--- 検討用本文 ---
ならば、地域に開かれた、「共に踊る」場を「共に創る」ことができればいいのでは?障害のある人たちのことやダンスセラピーのことをよく知らない人も、一緒に踊ることで障害観やダンス観が変わるかもしれない?ダンスセラピーにはそういう力があるはず!…と考えたことが、ダンスフェスのアクション・リサーチをしよう!という出発点になりました。
まずは鬼のパンツの会の皆さんに提案し、緊張するけれどやってみたいと言っていただきました。さまざまな領域の研究者に参加してもらい、経費が必要な研究なので必死で助成金を申請し、2025年からひとまず2年間ということでスタートしました。現在までに、3県で3つのプロジェクトが生まれています(図1)。
3 リサーチ・クエスチョンとデータ収集と共有
本研究のリサーチ・クエスチョンは「ダンスフェスの企画・実施への参加は,障害のある人,家族,支援者にどのような心理・身体・社会的効果をもたらすか?」と「ダンスフェスの実施は,関係機関や地域にどのような社会的効果をもたらすか?」です。障害のある人たちへの効果だけでなく、家族、支援者、地域コミュニティ、そして研究者自身がどう変わるかに焦点を当てている点が、本研究の特徴であると思います。
プロジェクトを進めていくこと自体が、この問いに答えていくための研究実践であり、現在進行中なのでまだ結論のようなことは言えませんが、いくつかの方法でデータ収集を進めています。
セッション動画を用いた、共同研究者(スタッフ・保護者)への個別インタビュー:「鬼のパンツの会」でのある一場面(50秒)の動画を他領域の専門的研究者6人と保護者4人に見てもらいながら、気づいたことを語ってもらいました。
ニュースレターの発行・配布、盆踊り曲の創作と披露:B県での計4回のプロジェクトでは、オリジナルの音頭を作り、地域のお祭りで披露することができました。また、参加者募集と活動報告を兼ねたニュースレターを3号発行しました。これらもアートベースなデータ提示の方法として位置づけています。
--- データ抜粋 ---
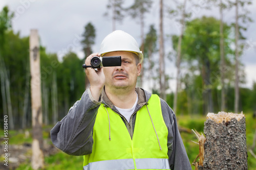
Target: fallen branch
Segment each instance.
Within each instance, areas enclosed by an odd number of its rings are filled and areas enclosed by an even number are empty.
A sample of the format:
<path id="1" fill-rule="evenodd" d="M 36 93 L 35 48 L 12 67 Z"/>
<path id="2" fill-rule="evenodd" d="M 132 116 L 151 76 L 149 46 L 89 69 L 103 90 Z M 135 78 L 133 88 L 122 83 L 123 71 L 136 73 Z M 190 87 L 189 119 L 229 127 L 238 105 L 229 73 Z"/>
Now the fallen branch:
<path id="1" fill-rule="evenodd" d="M 206 139 L 205 139 L 205 137 L 204 137 L 203 133 L 201 133 L 201 134 L 200 135 L 196 130 L 194 131 L 192 129 L 192 131 L 196 134 L 196 136 L 198 139 L 198 144 L 199 144 L 199 154 L 198 155 L 194 162 L 193 162 L 194 163 L 194 164 L 195 164 L 195 166 L 196 166 L 196 169 L 198 169 L 198 165 L 203 165 L 203 162 L 204 159 L 204 143 L 205 142 Z M 197 158 L 198 158 L 198 157 L 199 157 L 199 163 L 196 163 L 196 162 L 195 164 L 195 162 Z"/>

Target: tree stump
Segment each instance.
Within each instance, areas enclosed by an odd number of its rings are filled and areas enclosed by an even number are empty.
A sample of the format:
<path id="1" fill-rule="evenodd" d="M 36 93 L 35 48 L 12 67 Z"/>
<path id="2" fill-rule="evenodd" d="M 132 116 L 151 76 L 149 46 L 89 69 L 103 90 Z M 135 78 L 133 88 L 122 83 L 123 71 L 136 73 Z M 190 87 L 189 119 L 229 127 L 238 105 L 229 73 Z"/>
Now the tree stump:
<path id="1" fill-rule="evenodd" d="M 243 113 L 209 113 L 204 123 L 204 158 L 198 169 L 248 169 Z"/>

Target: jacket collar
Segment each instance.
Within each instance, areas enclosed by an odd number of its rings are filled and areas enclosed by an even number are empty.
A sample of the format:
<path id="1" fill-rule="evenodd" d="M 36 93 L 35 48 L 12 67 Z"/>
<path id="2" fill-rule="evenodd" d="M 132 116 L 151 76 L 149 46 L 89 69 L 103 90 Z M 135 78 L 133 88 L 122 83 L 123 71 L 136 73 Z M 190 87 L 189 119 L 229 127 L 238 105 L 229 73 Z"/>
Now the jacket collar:
<path id="1" fill-rule="evenodd" d="M 146 103 L 147 103 L 148 100 L 151 96 L 152 94 L 150 92 L 139 87 L 137 87 L 135 88 L 135 91 L 138 94 L 138 98 L 139 98 L 139 100 L 138 101 L 138 105 L 140 108 L 144 105 Z M 102 103 L 104 105 L 107 105 L 112 110 L 114 110 L 115 108 L 114 108 L 114 105 L 109 99 L 109 98 L 108 98 L 108 96 L 106 94 L 106 93 L 105 92 L 105 87 L 104 87 L 103 90 L 102 90 Z M 137 107 L 136 107 L 136 108 L 137 108 Z"/>

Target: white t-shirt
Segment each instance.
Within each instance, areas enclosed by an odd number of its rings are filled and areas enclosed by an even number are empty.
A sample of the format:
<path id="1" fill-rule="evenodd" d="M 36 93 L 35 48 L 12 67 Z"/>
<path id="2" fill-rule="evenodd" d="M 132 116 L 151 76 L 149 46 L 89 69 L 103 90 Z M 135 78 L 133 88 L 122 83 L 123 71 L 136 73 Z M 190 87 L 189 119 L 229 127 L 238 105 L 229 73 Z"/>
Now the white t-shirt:
<path id="1" fill-rule="evenodd" d="M 138 103 L 138 101 L 139 98 L 138 98 L 138 94 L 135 92 L 137 95 L 136 101 L 133 105 L 133 106 L 131 109 L 121 109 L 115 106 L 116 108 L 119 111 L 120 113 L 126 119 L 128 123 L 130 123 L 130 119 L 132 114 L 134 112 L 135 110 L 135 107 L 136 107 L 137 104 Z"/>

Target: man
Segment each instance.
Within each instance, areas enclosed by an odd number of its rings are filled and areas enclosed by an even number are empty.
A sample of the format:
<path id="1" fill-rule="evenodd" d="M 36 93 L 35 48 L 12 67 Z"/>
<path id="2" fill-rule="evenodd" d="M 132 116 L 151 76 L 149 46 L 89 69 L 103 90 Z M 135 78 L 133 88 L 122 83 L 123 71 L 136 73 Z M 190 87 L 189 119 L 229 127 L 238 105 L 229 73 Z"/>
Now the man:
<path id="1" fill-rule="evenodd" d="M 121 66 L 86 69 L 91 86 L 51 131 L 53 144 L 84 155 L 84 169 L 191 169 L 172 109 L 136 88 L 143 54 L 135 39 L 114 31 L 85 63 L 113 56 Z"/>

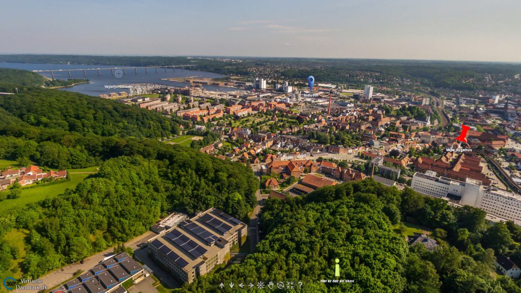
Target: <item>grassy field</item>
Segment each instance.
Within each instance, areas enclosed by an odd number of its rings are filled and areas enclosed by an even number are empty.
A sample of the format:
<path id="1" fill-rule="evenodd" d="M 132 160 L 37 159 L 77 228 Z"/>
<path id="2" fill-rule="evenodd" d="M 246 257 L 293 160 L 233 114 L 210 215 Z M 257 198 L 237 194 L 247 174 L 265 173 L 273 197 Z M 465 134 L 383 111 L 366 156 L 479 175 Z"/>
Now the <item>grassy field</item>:
<path id="1" fill-rule="evenodd" d="M 29 231 L 27 230 L 18 230 L 13 229 L 7 233 L 4 237 L 4 239 L 8 243 L 9 246 L 16 248 L 18 251 L 18 258 L 15 260 L 11 266 L 11 272 L 12 274 L 9 276 L 15 279 L 19 279 L 22 277 L 22 273 L 20 271 L 21 266 L 21 262 L 23 261 L 26 257 L 26 250 L 24 247 L 24 238 L 29 234 Z"/>
<path id="2" fill-rule="evenodd" d="M 0 160 L 0 169 L 3 170 L 8 167 L 21 167 L 16 161 Z"/>
<path id="3" fill-rule="evenodd" d="M 159 94 L 143 94 L 140 96 L 144 96 L 145 97 L 158 97 L 159 96 Z"/>
<path id="4" fill-rule="evenodd" d="M 412 224 L 410 223 L 403 223 L 403 225 L 405 227 L 405 230 L 403 232 L 401 232 L 400 230 L 400 227 L 396 226 L 394 228 L 394 230 L 398 233 L 401 233 L 401 234 L 404 237 L 407 236 L 414 236 L 414 233 L 419 233 L 419 234 L 428 234 L 429 233 L 427 231 L 424 231 L 421 229 L 421 227 L 419 225 Z"/>
<path id="5" fill-rule="evenodd" d="M 167 143 L 176 143 L 179 144 L 183 146 L 186 146 L 187 148 L 190 147 L 190 144 L 192 143 L 192 139 L 195 137 L 196 136 L 181 136 L 176 138 L 173 138 L 172 139 L 167 140 L 165 142 Z"/>
<path id="6" fill-rule="evenodd" d="M 32 203 L 45 199 L 48 196 L 56 196 L 63 193 L 66 188 L 73 189 L 78 184 L 90 175 L 89 174 L 71 174 L 77 172 L 96 172 L 96 167 L 84 168 L 82 169 L 70 169 L 67 170 L 69 172 L 69 179 L 61 179 L 62 182 L 50 185 L 37 185 L 22 187 L 20 188 L 21 194 L 20 197 L 14 199 L 6 199 L 2 202 L 0 204 L 0 213 L 5 212 L 13 207 L 23 206 L 29 203 Z M 8 191 L 2 191 L 8 192 Z"/>

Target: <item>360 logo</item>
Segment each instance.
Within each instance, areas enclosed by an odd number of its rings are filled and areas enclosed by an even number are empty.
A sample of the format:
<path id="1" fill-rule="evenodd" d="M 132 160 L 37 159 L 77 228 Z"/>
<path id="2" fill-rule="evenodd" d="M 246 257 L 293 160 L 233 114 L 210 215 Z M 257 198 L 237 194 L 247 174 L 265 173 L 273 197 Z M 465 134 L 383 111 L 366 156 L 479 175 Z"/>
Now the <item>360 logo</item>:
<path id="1" fill-rule="evenodd" d="M 4 287 L 7 290 L 13 290 L 13 286 L 16 285 L 16 280 L 14 278 L 7 277 L 4 279 Z"/>

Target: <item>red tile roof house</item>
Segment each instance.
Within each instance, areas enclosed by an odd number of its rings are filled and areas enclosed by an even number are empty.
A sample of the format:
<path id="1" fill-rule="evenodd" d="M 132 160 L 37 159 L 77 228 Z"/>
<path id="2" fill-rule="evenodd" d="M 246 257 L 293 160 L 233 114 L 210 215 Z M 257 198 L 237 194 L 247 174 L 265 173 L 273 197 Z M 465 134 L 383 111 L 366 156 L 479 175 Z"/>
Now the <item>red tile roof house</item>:
<path id="1" fill-rule="evenodd" d="M 43 171 L 40 169 L 40 167 L 34 165 L 31 165 L 26 168 L 26 170 L 23 172 L 24 175 L 37 175 L 42 174 L 43 174 Z"/>
<path id="2" fill-rule="evenodd" d="M 1 175 L 0 175 L 0 179 L 7 179 L 10 177 L 17 177 L 21 175 L 21 173 L 20 169 L 6 170 L 2 173 Z"/>
<path id="3" fill-rule="evenodd" d="M 270 189 L 279 189 L 279 182 L 277 181 L 277 179 L 275 178 L 270 178 L 266 180 L 264 186 L 266 188 L 269 188 Z"/>
<path id="4" fill-rule="evenodd" d="M 0 190 L 6 189 L 15 181 L 14 178 L 0 179 Z"/>
<path id="5" fill-rule="evenodd" d="M 36 168 L 30 168 L 31 167 L 36 167 Z M 49 171 L 46 173 L 38 173 L 41 172 L 42 170 L 38 167 L 31 166 L 26 170 L 29 169 L 30 174 L 27 174 L 18 177 L 17 181 L 20 185 L 24 186 L 29 184 L 32 184 L 35 182 L 40 181 L 42 179 L 52 178 L 54 179 L 67 177 L 67 171 L 61 170 L 61 171 Z"/>

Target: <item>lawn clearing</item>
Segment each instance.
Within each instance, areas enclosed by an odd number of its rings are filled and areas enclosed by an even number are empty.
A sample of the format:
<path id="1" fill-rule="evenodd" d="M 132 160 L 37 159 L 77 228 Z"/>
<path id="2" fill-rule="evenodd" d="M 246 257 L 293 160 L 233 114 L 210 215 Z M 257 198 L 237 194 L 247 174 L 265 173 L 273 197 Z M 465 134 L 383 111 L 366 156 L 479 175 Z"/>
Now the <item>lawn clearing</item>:
<path id="1" fill-rule="evenodd" d="M 4 237 L 4 239 L 9 246 L 14 247 L 18 251 L 18 258 L 14 260 L 11 264 L 11 275 L 10 276 L 15 279 L 19 279 L 22 277 L 23 274 L 20 270 L 21 266 L 21 263 L 23 261 L 26 257 L 26 248 L 24 239 L 29 235 L 29 231 L 24 229 L 18 230 L 12 229 L 8 232 Z M 16 272 L 13 273 L 14 270 Z"/>
<path id="2" fill-rule="evenodd" d="M 21 187 L 20 190 L 21 190 L 22 192 L 19 198 L 6 199 L 2 202 L 2 204 L 0 204 L 0 212 L 4 213 L 17 206 L 24 206 L 29 203 L 43 200 L 49 196 L 55 197 L 58 194 L 63 193 L 67 188 L 74 189 L 79 183 L 91 175 L 89 173 L 74 173 L 77 172 L 95 173 L 97 172 L 96 168 L 97 167 L 82 169 L 70 169 L 67 170 L 67 172 L 69 173 L 69 179 L 58 179 L 61 182 L 49 185 L 33 184 L 29 186 Z M 9 191 L 4 190 L 2 192 L 7 193 Z"/>
<path id="3" fill-rule="evenodd" d="M 0 160 L 0 169 L 3 170 L 8 167 L 22 167 L 22 166 L 18 165 L 18 162 L 16 161 Z"/>
<path id="4" fill-rule="evenodd" d="M 430 233 L 428 231 L 423 230 L 421 227 L 415 224 L 413 224 L 411 223 L 403 222 L 403 225 L 405 226 L 405 229 L 403 232 L 401 232 L 400 230 L 400 226 L 396 226 L 394 227 L 394 231 L 398 233 L 401 233 L 404 237 L 410 236 L 412 236 L 414 235 L 414 233 L 419 233 L 420 234 L 430 234 Z"/>

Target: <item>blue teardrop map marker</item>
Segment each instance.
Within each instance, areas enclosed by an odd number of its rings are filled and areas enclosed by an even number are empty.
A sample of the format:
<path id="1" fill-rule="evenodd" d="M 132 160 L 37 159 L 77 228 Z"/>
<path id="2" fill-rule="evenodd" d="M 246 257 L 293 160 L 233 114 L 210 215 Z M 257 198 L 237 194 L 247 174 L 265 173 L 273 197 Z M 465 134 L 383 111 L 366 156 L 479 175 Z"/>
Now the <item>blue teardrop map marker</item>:
<path id="1" fill-rule="evenodd" d="M 315 78 L 313 76 L 310 75 L 307 77 L 307 84 L 309 86 L 309 91 L 312 91 L 313 90 L 313 83 L 315 82 Z"/>

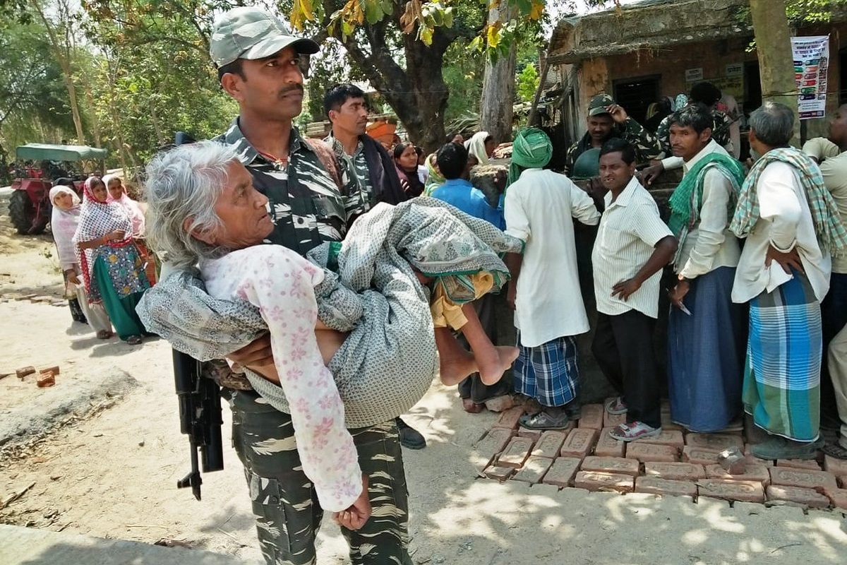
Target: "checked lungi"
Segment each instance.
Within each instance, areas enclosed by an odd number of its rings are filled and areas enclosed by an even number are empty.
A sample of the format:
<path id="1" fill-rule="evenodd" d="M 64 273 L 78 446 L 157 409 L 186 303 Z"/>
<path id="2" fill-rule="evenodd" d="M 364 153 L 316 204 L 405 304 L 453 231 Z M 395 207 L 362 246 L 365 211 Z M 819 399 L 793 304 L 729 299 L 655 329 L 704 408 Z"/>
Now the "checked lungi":
<path id="1" fill-rule="evenodd" d="M 757 426 L 814 441 L 820 421 L 821 307 L 805 274 L 750 302 L 745 410 Z"/>
<path id="2" fill-rule="evenodd" d="M 564 335 L 536 347 L 521 345 L 512 367 L 515 391 L 534 398 L 541 406 L 558 407 L 567 404 L 579 391 L 579 369 L 577 367 L 577 341 L 573 335 Z"/>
---
課題.
A - 次の(i)〜(iii)の記述が本文の内容と一致するかどうかを答えてください。それぞれ「はい」か「いいえ」で答え、判断の根拠となる本文の語句をそのまま引用してください。
(i) この研究は2025年から3年間の予定で始まった。
(ii) 動画は他領域の専門的研究者6人と保護者4人に見てもらった。
(iii) 現在までに4県でプロジェクトが生まれている。
B - 本文から、「ならば、地域に開かれた、「共」で始まり「たことを語ってもらいました。」で終わる部分を一字一句変えずに引用してください。

順番どおりの解答.
A -
(i) いいえ。「2025年からひとまず2年間ということでスタートしました」
(ii) はい。「「鬼のパンツの会」でのある一場面(50秒)の動画を他領域の専門的研究者6人と保護者4人に見てもらいながら」
(iii) いいえ。「現在までに、3県で3つのプロジェクトが生まれています」

B -
ならば、地域に開かれた、「共に踊る」場を「共に創る」ことができればいいのでは?障害のある人たちのことやダンスセラピーのことをよく知らない人も、一緒に踊ることで障害観やダンス観が変わるかもしれない?ダンスセラピーにはそういう力があるはず!…と考えたことが、ダンスフェスのアクション・リサーチをしよう!という出発点になりました。
まずは鬼のパンツの会の皆さんに提案し、緊張するけれどやってみたいと言っていただきました。さまざまな領域の研究者に参加してもらい、経費が必要な研究なので必死で助成金を申請し、2025年からひとまず2年間ということでスタートしました。現在までに、3県で3つのプロジェクトが生まれています(図1)。
3 リサーチ・クエスチョンとデータ収集と共有
本研究のリサーチ・クエスチョンは「ダンスフェスの企画・実施への参加は,障害のある人,家族,支援者にどのような心理・身体・社会的効果をもたらすか?」と「ダンスフェスの実施は,関係機関や地域にどのような社会的効果をもたらすか?」です。障害のある人たちへの効果だけでなく、家族、支援者、地域コミュニティ、そして研究者自身がどう変わるかに焦点を当てている点が、本研究の特徴であると思います。
プロジェクトを進めていくこと自体が、この問いに答えていくための研究実践であり、現在進行中なのでまだ結論のようなことは言えませんが、いくつかの方法でデータ収集を進めています。
セッション動画を用いた、共同研究者(スタッフ・保護者)への個別インタビュー:「鬼のパンツの会」でのある一場面(50秒)の動画を他領域の専門的研究者6人と保護者4人に見てもらいながら、気づいたことを語ってもらいました。